#### EXCERPT TO READ ####
As children, Broomtail and I had grown up, listening to our sisters’ tales on
Halloween nights, about the ghosts that wandered around the cemetery. And to augment
their stories, a river man named Old Rob, who worked on our farm, had bottomless
pits full of ghost stories of his own.
One of his tales was about the ghost
of a Karankawa Indian chief with a tomahawk, who chased Old Rob a half-mile along
the Neches River bank one night. Another of his stories noted that once, when
Old Rob’s shovel got too close to one of Jean Lafitte’s buried treasures, a pirate
skeleton chased him back to Gray’s Bayou, hacking at him all the way with his
cutlass.
Because of his hatchet-faced visage and pirate-like demeanor,
Old Rob resembled a buccaneer himself. His raspy voice accentuated his tales also;
and I suppose our spellbound faces and upended hair reacted on him as well. And
Old Rob always had an eagle feather or a scar on his head to "prove" his tales.
#### EXTRACTED RECORDS ####
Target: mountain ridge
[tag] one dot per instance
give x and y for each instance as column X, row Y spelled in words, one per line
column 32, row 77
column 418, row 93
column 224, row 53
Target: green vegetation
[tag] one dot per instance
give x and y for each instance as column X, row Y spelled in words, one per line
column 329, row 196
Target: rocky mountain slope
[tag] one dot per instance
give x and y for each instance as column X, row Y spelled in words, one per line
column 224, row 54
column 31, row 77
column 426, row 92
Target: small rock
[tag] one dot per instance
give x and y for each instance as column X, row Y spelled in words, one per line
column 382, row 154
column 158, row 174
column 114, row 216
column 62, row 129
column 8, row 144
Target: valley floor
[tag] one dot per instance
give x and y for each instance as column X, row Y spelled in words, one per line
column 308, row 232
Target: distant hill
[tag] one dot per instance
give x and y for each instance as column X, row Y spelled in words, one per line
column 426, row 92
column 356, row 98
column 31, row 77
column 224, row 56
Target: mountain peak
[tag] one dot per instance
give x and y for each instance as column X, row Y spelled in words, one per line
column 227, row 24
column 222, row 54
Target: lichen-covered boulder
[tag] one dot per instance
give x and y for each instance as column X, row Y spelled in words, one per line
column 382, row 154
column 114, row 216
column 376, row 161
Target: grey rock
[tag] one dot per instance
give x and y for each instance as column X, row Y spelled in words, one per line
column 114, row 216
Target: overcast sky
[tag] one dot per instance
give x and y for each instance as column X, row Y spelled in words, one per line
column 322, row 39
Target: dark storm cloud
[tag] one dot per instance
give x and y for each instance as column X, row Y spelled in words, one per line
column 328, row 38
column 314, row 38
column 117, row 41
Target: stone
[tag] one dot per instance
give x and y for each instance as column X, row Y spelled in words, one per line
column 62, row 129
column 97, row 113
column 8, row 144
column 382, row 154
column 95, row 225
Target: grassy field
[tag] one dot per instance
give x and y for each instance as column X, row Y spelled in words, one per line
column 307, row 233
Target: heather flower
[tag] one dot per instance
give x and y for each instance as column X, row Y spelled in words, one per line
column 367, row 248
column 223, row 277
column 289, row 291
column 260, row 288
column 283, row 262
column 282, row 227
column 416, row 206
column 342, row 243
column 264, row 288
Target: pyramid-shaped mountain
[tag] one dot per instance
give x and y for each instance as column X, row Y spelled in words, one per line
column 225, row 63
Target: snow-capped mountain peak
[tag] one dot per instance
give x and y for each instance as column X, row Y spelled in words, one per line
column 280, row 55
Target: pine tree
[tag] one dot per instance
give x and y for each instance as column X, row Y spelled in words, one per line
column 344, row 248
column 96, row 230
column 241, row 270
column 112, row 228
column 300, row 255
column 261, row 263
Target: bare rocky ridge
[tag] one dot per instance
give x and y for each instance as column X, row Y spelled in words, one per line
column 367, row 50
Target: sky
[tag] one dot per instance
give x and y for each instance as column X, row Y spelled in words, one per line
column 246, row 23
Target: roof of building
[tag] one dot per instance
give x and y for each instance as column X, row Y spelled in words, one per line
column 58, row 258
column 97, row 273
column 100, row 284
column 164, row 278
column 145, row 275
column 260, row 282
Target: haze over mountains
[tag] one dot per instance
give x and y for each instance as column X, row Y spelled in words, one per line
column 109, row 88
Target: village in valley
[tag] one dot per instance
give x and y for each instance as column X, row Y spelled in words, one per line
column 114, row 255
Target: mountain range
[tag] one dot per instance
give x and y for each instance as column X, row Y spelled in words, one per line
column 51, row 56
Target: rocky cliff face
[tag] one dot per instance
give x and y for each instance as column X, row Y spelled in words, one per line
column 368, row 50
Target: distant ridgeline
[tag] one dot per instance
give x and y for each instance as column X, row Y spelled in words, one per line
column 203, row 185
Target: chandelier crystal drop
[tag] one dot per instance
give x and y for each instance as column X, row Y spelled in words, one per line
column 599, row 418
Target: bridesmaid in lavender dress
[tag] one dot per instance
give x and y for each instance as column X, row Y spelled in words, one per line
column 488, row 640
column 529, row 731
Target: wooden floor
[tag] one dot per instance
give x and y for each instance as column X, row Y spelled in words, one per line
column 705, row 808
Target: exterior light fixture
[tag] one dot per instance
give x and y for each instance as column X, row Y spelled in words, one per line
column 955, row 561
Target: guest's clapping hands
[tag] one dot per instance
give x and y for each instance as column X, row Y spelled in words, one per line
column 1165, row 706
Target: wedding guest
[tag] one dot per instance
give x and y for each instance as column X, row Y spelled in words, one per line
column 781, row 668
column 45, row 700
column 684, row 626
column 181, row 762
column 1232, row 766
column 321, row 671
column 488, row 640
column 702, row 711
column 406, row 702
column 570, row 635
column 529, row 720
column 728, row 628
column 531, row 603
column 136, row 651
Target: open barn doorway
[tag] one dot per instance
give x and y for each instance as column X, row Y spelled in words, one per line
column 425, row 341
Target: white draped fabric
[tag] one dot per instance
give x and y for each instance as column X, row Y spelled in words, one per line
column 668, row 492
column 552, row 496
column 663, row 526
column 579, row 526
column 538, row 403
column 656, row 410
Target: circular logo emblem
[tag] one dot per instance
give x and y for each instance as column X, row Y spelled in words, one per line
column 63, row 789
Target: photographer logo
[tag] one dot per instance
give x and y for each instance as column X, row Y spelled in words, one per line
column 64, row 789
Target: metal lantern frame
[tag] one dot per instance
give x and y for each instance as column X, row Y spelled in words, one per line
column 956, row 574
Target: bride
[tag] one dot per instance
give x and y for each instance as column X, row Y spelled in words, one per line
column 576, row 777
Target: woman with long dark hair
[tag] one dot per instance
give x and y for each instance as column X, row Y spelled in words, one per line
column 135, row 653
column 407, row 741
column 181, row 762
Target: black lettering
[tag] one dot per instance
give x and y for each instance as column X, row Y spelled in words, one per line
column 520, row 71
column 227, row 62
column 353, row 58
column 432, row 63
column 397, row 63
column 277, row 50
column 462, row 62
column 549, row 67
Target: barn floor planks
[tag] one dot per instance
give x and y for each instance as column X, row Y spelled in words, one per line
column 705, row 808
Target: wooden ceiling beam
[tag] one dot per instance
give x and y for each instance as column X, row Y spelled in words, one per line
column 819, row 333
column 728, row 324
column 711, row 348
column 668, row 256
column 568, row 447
####
= WRITTEN EXERCISE =
Rewrite the ghost-story passage above, everything from "As children, Broomtail" down to "of his own.", putting "harvest" in place of "Halloween".

= COMPLETED TASK =
As children, Broomtail and I had grown up, listening to our sisters’ tales on
harvest nights, about the ghosts that wandered around the cemetery. And to augment
their stories, a river man named Old Rob, who worked on our farm, had bottomless
pits full of ghost stories of his own.